**Aim of the exercise:**
A faithful transcription of all the data, images excluded, is the required answer.

**Given data:**
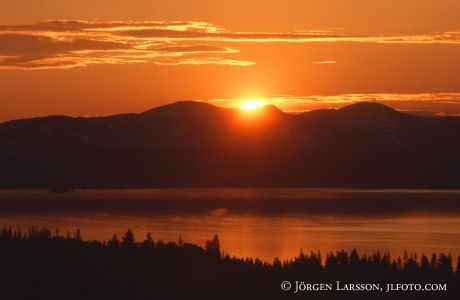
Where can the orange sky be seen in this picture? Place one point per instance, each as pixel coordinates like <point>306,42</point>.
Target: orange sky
<point>102,57</point>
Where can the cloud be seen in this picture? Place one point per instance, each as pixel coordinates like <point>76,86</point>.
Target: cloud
<point>427,104</point>
<point>74,43</point>
<point>325,62</point>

**Result for this task:**
Where can the orange sky be seen in this picture? Place one point per instance, each as pixel coordinates like <point>306,42</point>.
Target: orange sky
<point>102,57</point>
Where can the cloud be seen in this picture? Place one point per instance, each as pixel coordinates like <point>76,86</point>.
Target: cloud
<point>427,104</point>
<point>74,43</point>
<point>325,62</point>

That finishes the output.